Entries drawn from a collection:
↓
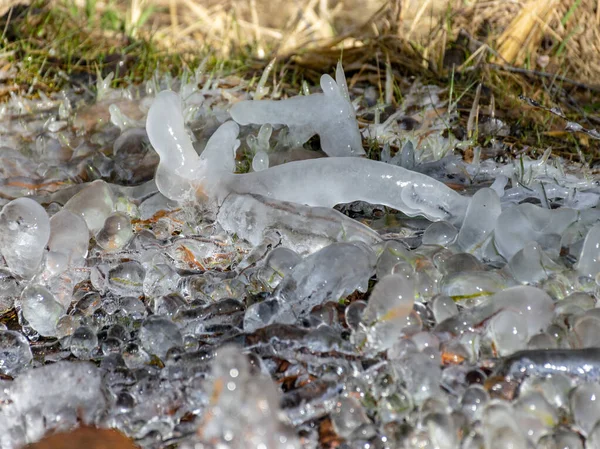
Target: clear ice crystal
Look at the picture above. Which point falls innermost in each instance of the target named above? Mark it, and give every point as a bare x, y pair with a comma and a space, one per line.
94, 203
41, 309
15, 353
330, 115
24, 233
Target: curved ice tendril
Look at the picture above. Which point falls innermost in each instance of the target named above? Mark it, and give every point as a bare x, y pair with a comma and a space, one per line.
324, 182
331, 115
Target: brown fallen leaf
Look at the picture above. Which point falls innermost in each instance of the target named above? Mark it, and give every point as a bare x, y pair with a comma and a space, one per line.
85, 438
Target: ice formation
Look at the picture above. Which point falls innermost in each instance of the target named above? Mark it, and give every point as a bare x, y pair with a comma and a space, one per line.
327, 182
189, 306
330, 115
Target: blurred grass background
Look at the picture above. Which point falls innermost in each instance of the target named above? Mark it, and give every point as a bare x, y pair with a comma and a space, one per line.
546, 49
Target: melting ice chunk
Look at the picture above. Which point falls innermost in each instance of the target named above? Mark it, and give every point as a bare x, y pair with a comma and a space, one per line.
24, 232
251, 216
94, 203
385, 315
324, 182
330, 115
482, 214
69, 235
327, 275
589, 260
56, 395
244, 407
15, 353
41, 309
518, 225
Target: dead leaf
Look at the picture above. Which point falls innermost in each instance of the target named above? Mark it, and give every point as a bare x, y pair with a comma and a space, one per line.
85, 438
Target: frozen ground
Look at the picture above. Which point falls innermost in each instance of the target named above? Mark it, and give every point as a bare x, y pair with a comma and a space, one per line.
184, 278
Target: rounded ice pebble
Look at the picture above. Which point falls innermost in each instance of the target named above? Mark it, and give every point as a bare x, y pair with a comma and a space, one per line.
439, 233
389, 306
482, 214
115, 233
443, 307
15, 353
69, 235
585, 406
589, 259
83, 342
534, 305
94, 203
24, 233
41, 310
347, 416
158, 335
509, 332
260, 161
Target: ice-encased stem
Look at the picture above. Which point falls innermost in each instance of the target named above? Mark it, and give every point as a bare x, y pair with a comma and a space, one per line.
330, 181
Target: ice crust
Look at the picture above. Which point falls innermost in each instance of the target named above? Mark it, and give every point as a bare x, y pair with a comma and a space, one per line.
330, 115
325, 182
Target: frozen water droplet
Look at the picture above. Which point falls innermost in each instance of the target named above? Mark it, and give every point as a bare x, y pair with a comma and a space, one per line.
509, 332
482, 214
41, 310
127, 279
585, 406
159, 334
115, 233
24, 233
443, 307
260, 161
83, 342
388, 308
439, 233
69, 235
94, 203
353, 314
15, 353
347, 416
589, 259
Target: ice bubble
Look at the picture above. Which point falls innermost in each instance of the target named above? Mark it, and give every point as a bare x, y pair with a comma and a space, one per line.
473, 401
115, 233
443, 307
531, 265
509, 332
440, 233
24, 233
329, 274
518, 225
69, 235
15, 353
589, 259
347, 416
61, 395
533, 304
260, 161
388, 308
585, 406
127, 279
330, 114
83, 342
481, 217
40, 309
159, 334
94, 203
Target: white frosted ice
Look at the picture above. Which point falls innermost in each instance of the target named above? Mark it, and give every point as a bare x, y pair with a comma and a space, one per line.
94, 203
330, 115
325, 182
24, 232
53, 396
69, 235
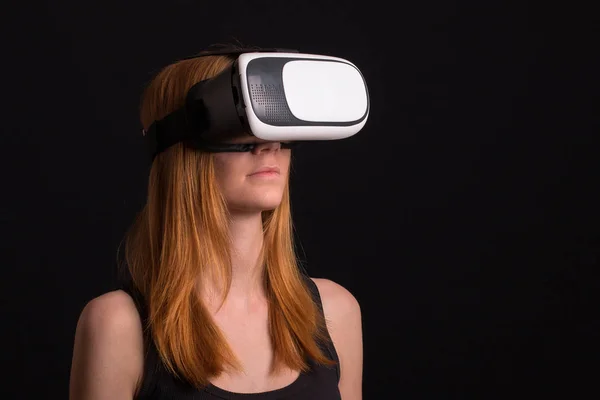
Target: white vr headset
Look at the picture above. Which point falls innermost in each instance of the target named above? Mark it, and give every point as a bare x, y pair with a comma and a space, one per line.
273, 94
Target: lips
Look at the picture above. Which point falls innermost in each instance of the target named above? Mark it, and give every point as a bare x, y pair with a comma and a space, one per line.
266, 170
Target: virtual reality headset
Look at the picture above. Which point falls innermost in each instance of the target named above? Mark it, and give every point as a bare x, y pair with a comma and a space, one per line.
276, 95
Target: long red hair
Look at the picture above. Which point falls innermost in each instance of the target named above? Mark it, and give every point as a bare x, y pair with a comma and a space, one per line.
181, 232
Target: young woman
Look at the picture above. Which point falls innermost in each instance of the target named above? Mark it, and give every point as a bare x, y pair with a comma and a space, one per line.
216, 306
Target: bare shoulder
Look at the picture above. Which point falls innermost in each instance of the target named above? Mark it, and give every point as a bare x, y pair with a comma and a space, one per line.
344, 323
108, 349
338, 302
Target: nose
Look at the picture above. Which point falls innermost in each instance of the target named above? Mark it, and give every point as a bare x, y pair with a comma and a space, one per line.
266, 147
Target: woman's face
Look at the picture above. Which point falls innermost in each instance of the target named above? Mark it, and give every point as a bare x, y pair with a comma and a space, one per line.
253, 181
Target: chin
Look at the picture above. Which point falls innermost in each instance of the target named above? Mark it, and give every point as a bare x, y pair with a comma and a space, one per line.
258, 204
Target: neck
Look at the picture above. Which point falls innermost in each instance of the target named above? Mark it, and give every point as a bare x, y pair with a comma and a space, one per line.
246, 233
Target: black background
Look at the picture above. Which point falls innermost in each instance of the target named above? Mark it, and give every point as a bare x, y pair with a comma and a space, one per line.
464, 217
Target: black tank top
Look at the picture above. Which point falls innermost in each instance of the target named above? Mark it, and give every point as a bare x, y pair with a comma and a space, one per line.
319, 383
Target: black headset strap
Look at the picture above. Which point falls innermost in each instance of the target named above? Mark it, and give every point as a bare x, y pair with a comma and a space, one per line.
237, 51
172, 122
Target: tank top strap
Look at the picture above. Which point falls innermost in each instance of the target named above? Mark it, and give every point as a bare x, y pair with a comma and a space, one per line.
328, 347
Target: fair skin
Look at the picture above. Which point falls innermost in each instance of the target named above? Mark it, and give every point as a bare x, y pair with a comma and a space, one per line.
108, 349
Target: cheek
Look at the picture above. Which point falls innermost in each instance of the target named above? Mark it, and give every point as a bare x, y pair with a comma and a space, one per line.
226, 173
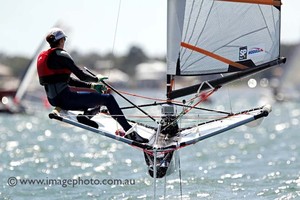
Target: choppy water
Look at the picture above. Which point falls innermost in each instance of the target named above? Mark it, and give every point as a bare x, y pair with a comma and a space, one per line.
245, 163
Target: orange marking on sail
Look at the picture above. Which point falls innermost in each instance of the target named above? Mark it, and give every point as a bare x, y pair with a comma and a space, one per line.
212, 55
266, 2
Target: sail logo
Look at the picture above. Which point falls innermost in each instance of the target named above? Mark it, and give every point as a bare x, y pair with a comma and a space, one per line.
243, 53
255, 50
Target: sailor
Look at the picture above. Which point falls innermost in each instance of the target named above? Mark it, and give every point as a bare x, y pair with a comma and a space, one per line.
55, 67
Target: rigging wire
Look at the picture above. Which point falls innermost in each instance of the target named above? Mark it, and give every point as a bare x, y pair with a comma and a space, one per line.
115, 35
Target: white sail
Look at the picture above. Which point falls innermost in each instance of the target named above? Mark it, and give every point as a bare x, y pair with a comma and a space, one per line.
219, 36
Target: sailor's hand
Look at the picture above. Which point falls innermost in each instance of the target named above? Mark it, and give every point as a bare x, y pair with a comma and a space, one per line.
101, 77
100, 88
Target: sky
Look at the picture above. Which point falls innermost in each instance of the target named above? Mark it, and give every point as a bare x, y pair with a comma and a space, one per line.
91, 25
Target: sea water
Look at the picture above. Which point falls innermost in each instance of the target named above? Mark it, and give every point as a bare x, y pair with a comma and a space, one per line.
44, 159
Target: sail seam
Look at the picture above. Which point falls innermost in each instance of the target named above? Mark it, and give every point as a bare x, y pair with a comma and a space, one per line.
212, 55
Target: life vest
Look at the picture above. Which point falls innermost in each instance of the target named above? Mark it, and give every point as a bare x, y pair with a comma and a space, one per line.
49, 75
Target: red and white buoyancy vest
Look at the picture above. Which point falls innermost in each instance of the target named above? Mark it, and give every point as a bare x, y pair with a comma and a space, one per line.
↑
Short problem ▸
Can you reproduce the whole listing above word for word, from first line to last, with the pictures left out?

Response to this exercise ▸
Target: clear ice crystal
Look at the picture above. Which point falls innermost in each instance of the target named above? Mark it, and give every point as a bare x, y pair with a comma and a space, one per line.
94, 203
41, 309
15, 353
330, 115
24, 233
Target: curved ice tendril
Look at the picture above. Which point falls innermost in each instance of the target named above? Mark it, and give every point as a bare x, y pair with a comma and a space, one per line.
324, 182
331, 115
Target: brown fallen leaf
Look at the picture above. Which point falls innermost in each instance of the target named above? Mark it, and give every point as a bare x, y pair with a comma and a space, one per line.
85, 438
Target: ice formation
Look at the picture above. Which point falls innermost in each instance of the target named above? Mark it, and give every point as a bare x, y pair with a comma and a space, one per line.
327, 182
189, 306
330, 115
Target: blurred grass background
Look at the picture above. Which point falls innermost in each instance of the target named above? Mark it, and give every point as a bare x, y pair with a comma and a space, one per line.
546, 49
Target: melting ice chunk
Look at the picture above. Which point falls innermost in each instance of the target named above? Mark it, and give every point as a bare x, y pair with a comma and a space, one per line.
24, 232
251, 216
94, 203
385, 315
324, 182
330, 115
482, 214
69, 235
327, 275
589, 260
56, 395
244, 407
15, 353
41, 309
518, 225
Target: dead leaf
Look at the picture above. Which point falls innermost in each instance of the target named above? Mark it, and give every point as a bare x, y pair with a comma and a space, one per line.
85, 438
Target: frozen ground
Look at the picture above. Which point falls innermost in each instance of the target named above? Mark it, and give every point as a bare x, y pair with a comma and a space, one per line.
184, 278
Target: rounded ice pebble
Look at the picture above. Which point falls innermost in each instance of the target named above? Mark it, and give every point as a bare x, y pair with a comma and a space, one per line.
439, 233
389, 306
482, 214
115, 233
443, 307
15, 353
69, 235
585, 406
589, 259
83, 342
534, 305
94, 203
24, 233
41, 310
347, 416
158, 335
509, 332
260, 161
Target: ice-encased stem
Look at the picture above. Which point falls innermost in each instance of the target named above? Mark it, and give every point as a bare x, y pair with a comma and a space, one per line.
330, 181
Target: ice crust
Look at the picture above. Which point falls innermost in each instance of the target named above? Mark it, and give every point as a bare x, y pair with a comma and a space, one per line.
330, 115
325, 182
Target: frozen water droplet
Look at the picture above. Which point falls innermost in each instance of the target named above? Mark it, and give every point as a bare x, y pair with a comma and a space, one per line.
509, 332
482, 214
41, 310
127, 279
585, 406
159, 334
115, 233
24, 233
443, 307
260, 161
83, 342
388, 308
439, 233
69, 235
94, 203
353, 314
15, 353
347, 416
589, 259
Target: ice bubble
Look at the picture above. Which point falls innermost in each instance of the target named above? Mark it, and give every point as a bare x, y pair with a comma and a space, one per line.
473, 401
115, 233
443, 307
531, 265
509, 332
440, 233
24, 233
329, 274
518, 225
69, 235
15, 353
589, 259
347, 416
61, 395
533, 304
260, 161
388, 308
585, 406
127, 279
330, 114
83, 342
481, 217
40, 309
159, 334
94, 203
Target: white frosted ice
Look at the picture above. Which point falls innermost in each instance of the target named above? Mark it, and give every point as a bare x, y pair with a comma and a space, one per line.
94, 203
330, 115
325, 182
24, 232
53, 396
69, 235
Target: white vr headset
Look at the picture above. Which point falls innermost in each instance of the target named above? Mark it, and give every point as a bare x, y pair with a comma and a space, one per line.
273, 94
Target: lips
Look at the picture above. Which point falls innermost in each instance of the target named above? Mark it, and give every point as a bare x, y pair with a comma and a space, one per line.
266, 170
Target: virtual reality headset
Look at the picture above. Which point falls innermost in each instance of the target named above? Mark it, and give every point as a bare x, y pair with a comma and a space, one per line.
276, 95
Target: long red hair
Look at the picture above. Which point falls innermost in each instance of the target named above? Mark it, and give every point as a bare x, y pair with a comma and a space, one per line.
181, 232
Target: young woman
Look at the picture above. Which point falls innermost in each instance of the target named above? Mark it, and give every point as a bare x, y pair with a comma and a space, one per line.
216, 306
Target: bare shoulder
Look at the picture above. Which point falls innermost in each instance of the target named above? Mark it, and give every point as a bare x, y pair with a comma and a space, one per line.
344, 323
108, 349
338, 302
Target: nose
Look at the picture above. Which point falls innermost in each instance of the target named above? Mark it, and give every point as a bare x, y pair with a comma and a space, one per line.
266, 147
Target: woman's face
Look at the picture above. Which point falls innermost in each instance of the target named above? Mark it, and give every point as a bare x, y pair with a comma and a space, one per line.
253, 181
Target: chin
Look at the picture above. Which point falls innermost in each instance of the target named above? Mark it, and give every point as a bare x, y pair with a comma and a space, one per line.
258, 204
Target: neck
Look at the picture above. Which point falls innermost in each instance of the target named above? Mark it, and give every point as a bare x, y pair with a comma and a space, one per line.
246, 233
Target: black background
Look at the picture above. Which point falls innermost in each instance of the target named above? Mark it, and give every point as a bare x, y pair with a comma and a space, one per line.
464, 217
Target: black tank top
Look at the picture above. Which point falls innermost in each instance of the target named above? Mark it, and give every point as a bare x, y pair with a comma and a space, one per line.
319, 383
Target: black headset strap
Look at the picture above. Which point falls innermost in each instance of the target named above? Mark it, and give every point as a bare x, y pair with a comma and a space, one per line.
237, 51
172, 122
Target: tank top strap
Look at the picture above. Which point falls innermost in each instance of the target named above? Mark it, and give every point as a bare x, y pair with a comma and a space, one per line.
328, 347
Target: fair skin
Look at the picture above. Which point falls innermost in each instance of the target named above? Mark it, and give every point as a bare x, y pair with a comma and a space, one per line.
108, 349
Target: cheek
Look at the picture above. Which point falls innermost in each instance of the target named above? Mark it, and give every point as a bare x, y pair with a comma and a space, one per line.
226, 173
Target: choppy water
Look at the picture above. Which point falls innermost in each instance of the target named above? Mark it, and give every point as a bare x, y pair with a comma and a space, one per line.
245, 163
Target: orange marking on sail
Look at the picture above. Which point falls innermost in each instance of the target named above? Mark it, and give every point as a bare x, y pair with a comma and a space, one per line.
212, 55
266, 2
Target: sail logo
Look at the picture above. Which point falls innermost in each instance of the target named above? Mark it, and give every point as a bare x, y pair with a comma and a space, one per line.
243, 53
255, 50
Target: sailor
Look at the picture above. Which point falls innermost in each instance of the target named above? Mark it, and give every point as a bare x, y pair with a comma and a space, one per line.
55, 67
Target: rigging wire
Look at the picture above. Which point falls innermost in each instance of the target named above? Mark it, and give every point as a bare x, y pair with a comma and a space, one per line.
115, 35
Target: white sail
Look at the picture above. Which point falls innermost in each instance of the target named above? Mark it, and give every point as a bare x, y pair with a comma and a space, one per line.
219, 36
Target: sailor's hand
Look at the picture above. Which point falls innermost in each instance of the target named above? Mark it, and give every point as a bare x, y pair with a comma and a space, one per line.
101, 77
100, 88
Target: sky
Look at the picture above. Which point falls innermost in each instance of the target named above? Mark it, and give every point as a bare x, y pair with a comma and a space, one per line.
91, 25
Target: sea water
Look at the picture above. Which point falls innermost in each instance of the target named above? Mark it, and give every point as a bare x, y pair with a comma and a space, one per line.
44, 159
Target: sail seam
Look at the picture above. Which point falls innermost in each instance of the target named above? Mark it, and give every point as a bare x, y pair with a comma and a space, one per line.
212, 55
Target: life vest
Look at the picture above. Which point falls innermost in each instance of the target named above? Mark it, and give every point as a bare x, y pair with a comma and a space, one per line.
49, 75
Target: red and white buoyancy vest
Look at the picture above. Which point falls innermost in each instance of the target named above? Mark it, and give every point as a bare x, y pair with a comma and a space, one per line.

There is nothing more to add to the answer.